• **Problem to work on**:
State how many of the following lines contain the word "below". Give the number alone.

━━ Extracted material

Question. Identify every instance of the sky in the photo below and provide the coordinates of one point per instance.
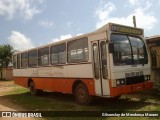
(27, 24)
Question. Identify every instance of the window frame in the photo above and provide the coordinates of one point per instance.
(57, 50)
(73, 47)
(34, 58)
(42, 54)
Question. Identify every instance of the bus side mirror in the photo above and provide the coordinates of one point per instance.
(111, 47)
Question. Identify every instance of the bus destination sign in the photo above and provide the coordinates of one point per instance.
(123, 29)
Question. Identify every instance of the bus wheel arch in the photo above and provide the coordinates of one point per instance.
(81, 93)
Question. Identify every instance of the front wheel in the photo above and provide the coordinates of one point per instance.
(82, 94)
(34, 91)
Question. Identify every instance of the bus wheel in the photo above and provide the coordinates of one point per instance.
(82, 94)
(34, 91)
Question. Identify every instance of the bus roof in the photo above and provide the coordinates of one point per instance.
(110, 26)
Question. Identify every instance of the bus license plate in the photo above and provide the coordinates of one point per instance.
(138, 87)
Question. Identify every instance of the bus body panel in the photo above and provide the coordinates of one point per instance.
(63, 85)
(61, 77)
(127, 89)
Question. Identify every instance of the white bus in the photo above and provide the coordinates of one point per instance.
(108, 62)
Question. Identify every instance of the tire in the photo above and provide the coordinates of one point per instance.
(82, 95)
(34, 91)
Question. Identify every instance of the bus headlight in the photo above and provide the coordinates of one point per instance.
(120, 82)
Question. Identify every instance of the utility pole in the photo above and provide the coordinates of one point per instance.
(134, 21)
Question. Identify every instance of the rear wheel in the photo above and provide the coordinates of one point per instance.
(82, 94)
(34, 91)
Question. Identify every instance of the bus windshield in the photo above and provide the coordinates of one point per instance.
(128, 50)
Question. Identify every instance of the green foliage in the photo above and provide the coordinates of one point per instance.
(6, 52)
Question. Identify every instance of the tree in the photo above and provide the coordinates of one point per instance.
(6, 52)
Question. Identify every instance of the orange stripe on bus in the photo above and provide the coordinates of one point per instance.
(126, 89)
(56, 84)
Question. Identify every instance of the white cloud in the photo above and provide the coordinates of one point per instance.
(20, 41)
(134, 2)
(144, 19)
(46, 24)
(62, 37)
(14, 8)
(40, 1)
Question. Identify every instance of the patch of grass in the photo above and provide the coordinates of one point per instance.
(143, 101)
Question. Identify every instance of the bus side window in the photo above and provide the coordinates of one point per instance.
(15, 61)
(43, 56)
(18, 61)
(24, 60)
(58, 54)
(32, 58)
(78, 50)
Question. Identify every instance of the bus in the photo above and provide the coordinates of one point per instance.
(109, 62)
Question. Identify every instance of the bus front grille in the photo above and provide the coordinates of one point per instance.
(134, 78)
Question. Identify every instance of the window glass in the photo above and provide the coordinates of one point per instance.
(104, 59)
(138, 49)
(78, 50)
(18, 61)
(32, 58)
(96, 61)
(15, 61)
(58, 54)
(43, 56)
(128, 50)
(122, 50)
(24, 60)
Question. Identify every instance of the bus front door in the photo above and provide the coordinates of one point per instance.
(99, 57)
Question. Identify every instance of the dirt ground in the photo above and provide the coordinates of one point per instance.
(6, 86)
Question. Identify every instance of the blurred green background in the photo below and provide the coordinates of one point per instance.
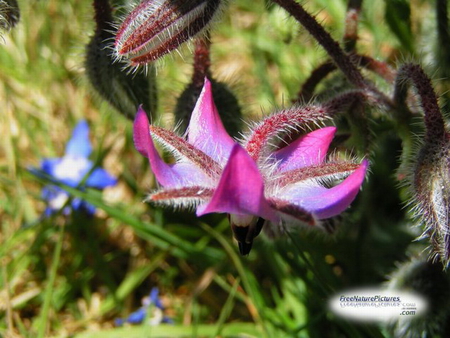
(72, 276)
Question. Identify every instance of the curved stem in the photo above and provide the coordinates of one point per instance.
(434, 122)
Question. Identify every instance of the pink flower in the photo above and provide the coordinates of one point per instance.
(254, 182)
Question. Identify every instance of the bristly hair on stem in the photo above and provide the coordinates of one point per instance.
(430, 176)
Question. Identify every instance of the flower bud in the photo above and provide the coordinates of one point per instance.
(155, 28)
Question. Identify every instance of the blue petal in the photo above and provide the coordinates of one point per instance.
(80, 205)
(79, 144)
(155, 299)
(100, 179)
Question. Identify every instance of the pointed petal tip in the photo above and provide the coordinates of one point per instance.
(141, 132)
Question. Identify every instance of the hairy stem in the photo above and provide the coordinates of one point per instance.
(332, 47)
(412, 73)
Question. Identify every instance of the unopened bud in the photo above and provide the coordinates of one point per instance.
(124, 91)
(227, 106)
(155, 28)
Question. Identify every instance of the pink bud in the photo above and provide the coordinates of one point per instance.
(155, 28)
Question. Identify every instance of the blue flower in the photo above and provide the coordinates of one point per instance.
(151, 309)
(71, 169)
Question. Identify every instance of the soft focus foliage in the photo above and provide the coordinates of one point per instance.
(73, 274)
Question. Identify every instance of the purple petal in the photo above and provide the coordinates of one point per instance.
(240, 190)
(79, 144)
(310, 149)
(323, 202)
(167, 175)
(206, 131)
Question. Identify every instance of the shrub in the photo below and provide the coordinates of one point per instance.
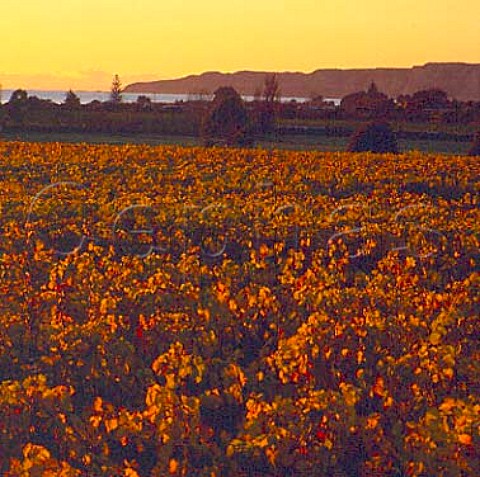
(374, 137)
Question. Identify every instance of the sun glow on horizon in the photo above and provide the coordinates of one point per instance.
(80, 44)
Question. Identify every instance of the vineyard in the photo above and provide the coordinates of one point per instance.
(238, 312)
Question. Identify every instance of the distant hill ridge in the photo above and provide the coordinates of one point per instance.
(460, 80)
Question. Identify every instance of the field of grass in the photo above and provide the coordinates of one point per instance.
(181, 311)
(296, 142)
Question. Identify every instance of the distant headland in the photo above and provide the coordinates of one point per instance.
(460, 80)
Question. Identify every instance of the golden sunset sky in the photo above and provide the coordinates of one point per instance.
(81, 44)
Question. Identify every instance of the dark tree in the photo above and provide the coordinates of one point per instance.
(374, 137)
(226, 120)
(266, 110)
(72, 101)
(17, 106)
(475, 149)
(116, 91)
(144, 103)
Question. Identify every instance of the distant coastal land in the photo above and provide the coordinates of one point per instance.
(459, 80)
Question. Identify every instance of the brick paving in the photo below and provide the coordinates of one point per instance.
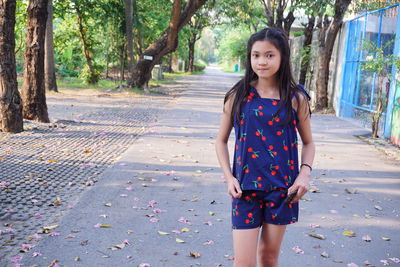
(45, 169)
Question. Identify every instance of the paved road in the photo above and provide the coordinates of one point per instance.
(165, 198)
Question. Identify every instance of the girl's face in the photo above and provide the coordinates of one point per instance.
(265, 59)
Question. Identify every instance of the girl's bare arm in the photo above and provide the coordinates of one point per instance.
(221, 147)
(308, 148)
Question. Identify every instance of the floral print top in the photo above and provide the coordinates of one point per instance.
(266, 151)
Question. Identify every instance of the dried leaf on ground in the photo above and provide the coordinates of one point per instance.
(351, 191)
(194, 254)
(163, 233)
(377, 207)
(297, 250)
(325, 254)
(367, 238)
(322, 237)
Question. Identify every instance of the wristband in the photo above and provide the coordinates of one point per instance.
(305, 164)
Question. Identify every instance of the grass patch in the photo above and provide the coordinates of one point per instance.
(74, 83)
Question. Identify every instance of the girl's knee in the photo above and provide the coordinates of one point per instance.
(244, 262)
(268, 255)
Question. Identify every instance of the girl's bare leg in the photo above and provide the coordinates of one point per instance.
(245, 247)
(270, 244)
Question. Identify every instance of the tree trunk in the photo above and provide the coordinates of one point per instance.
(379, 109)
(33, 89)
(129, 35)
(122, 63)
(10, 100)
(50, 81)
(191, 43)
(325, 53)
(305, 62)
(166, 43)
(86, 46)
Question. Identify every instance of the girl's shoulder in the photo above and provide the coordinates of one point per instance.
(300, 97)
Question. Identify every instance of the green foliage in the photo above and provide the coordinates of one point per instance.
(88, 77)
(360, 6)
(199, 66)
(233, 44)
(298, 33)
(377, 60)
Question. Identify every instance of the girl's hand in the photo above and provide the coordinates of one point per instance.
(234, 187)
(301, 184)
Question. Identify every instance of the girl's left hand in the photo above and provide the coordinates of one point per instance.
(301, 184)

━━━━
━━ Extracted material

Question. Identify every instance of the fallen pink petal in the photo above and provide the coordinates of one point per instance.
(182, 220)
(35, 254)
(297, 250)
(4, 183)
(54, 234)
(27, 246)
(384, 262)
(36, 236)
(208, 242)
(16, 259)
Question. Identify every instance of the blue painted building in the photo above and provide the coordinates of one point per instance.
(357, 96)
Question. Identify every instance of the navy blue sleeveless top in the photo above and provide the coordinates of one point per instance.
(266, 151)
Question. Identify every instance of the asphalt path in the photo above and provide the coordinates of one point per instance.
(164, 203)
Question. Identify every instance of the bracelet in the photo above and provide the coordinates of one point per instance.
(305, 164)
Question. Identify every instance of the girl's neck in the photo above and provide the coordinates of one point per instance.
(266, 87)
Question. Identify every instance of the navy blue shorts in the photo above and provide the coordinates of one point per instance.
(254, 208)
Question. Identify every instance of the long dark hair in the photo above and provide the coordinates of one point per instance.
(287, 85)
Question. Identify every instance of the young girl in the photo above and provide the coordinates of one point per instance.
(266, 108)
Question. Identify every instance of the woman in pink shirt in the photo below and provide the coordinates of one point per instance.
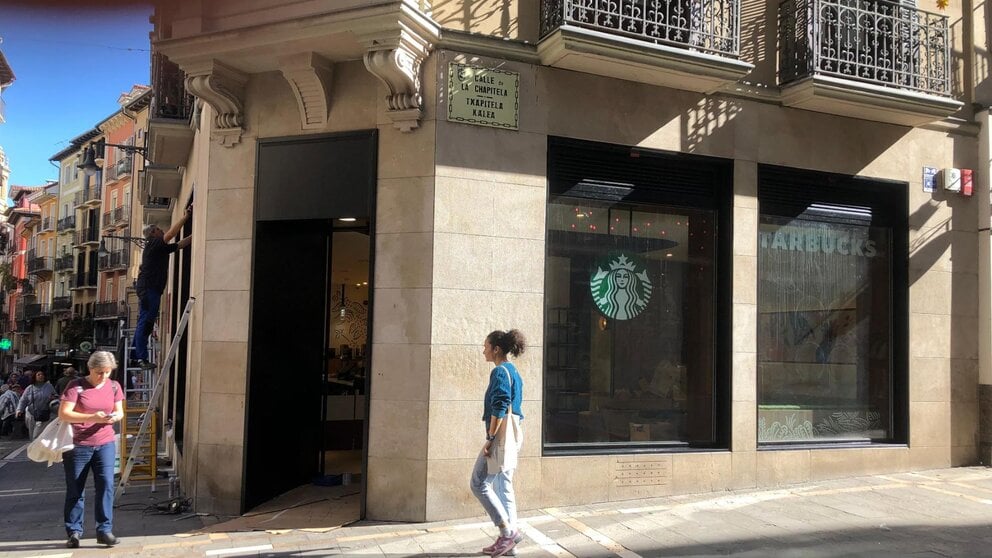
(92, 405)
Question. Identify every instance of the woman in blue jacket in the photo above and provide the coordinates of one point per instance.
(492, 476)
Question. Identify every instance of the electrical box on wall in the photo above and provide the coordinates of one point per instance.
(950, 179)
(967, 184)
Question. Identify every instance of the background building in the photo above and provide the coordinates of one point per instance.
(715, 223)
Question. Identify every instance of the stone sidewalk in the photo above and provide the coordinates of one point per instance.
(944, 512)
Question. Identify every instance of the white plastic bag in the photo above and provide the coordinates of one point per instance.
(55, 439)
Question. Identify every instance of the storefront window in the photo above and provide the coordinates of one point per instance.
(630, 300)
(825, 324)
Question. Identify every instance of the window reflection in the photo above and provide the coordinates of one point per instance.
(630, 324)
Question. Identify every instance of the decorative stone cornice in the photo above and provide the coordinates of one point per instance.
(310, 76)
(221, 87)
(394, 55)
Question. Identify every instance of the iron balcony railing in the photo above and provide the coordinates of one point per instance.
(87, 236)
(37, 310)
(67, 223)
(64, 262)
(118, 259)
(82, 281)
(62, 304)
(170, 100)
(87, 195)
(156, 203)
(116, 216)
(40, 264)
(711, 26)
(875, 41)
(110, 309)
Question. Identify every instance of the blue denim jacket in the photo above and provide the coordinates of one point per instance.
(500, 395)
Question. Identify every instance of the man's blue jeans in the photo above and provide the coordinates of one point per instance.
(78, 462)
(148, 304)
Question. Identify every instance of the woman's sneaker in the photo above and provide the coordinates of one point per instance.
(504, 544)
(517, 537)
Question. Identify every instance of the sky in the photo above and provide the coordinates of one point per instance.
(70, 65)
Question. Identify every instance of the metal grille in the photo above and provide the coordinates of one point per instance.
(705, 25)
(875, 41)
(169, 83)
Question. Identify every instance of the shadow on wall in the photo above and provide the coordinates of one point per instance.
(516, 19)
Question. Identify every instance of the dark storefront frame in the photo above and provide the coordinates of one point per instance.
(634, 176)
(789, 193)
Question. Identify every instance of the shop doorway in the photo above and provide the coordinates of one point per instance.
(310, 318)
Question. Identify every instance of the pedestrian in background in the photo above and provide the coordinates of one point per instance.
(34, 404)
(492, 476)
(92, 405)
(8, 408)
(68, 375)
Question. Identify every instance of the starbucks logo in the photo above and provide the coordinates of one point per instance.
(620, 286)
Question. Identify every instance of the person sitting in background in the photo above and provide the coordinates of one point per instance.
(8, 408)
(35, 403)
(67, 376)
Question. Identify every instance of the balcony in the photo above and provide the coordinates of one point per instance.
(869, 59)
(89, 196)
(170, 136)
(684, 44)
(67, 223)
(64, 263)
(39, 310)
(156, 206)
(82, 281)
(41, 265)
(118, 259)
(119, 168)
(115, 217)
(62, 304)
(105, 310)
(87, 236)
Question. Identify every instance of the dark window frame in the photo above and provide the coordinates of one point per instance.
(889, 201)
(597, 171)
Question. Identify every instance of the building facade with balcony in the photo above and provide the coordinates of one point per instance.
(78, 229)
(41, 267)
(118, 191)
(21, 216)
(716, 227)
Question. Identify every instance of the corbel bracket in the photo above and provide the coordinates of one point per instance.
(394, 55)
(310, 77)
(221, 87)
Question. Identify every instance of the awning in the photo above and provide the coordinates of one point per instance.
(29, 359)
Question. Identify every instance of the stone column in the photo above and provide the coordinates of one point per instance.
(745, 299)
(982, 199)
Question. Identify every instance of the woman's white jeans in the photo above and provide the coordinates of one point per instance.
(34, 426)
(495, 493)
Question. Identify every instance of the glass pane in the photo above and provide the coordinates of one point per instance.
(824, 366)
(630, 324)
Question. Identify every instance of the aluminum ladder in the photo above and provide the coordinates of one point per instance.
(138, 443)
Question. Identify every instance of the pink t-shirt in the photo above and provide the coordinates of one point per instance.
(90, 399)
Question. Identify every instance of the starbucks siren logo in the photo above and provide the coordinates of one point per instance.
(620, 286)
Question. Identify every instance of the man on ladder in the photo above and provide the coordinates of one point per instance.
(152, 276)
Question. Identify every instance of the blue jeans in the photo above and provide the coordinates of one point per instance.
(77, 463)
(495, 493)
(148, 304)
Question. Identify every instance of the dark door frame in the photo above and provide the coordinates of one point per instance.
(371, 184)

━━━━

• **Solved problem**:
5